Requirement A: Rewrite the x86 physical address limit patch between "Commit Message" and "CPU in 'cpuinfo_x86'.", inclusive, swapping "kernel" for "operating system".
Requirement B:
Answer these questions about the x86 physical address limit patch:
(i) On what date was the message sent?
(ii) Where does the kernel store the address space sizes for each CPU?
(iii) In practice, which CPU's address space information does the kernel use?

Page:
[RFC,04/34] x86/mm: Introduce physical address limit helper

Message ID 20240222183932.244390AC@davehans-spike.ostc.intel.com
State New
Headers
Series x86: Rework system-wide configuration masquerading as per-cpu data |

Commit Message

Dave Hansen Feb. 22, 2024, 6:39 p.m. UTC
  From: Dave Hansen <dave.hansen@linux.intel.com>

Modern processors enumerate the sizes of the physical and virtual address
spaces that they can handle.  The kernel stashes this information for each
CPU in 'cpuinfo_x86'.

Like a lot of system-wide configuration, in practice the kernel only uses
this information from the boot CPU.  That makes a lot of sense because
the kernel can't practically support two CPUs with such different
fundamental support as the size of the address spaces.

Supplied material:

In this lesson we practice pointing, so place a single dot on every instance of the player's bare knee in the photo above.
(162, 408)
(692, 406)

Exercise result A:
Commit Message

Dave Hansen Feb. 22, 2024, 6:39 p.m. UTC
  From: Dave Hansen <dave.hansen@linux.intel.com>

Modern processors enumerate the sizes of the physical and virtual address
spaces that they can handle.  The operating system stashes this information for each
CPU in 'cpuinfo_x86'.

Exercise result B:
(i) Feb. 22, 2024
(ii) In 'cpuinfo_x86'
(iii) The boot CPU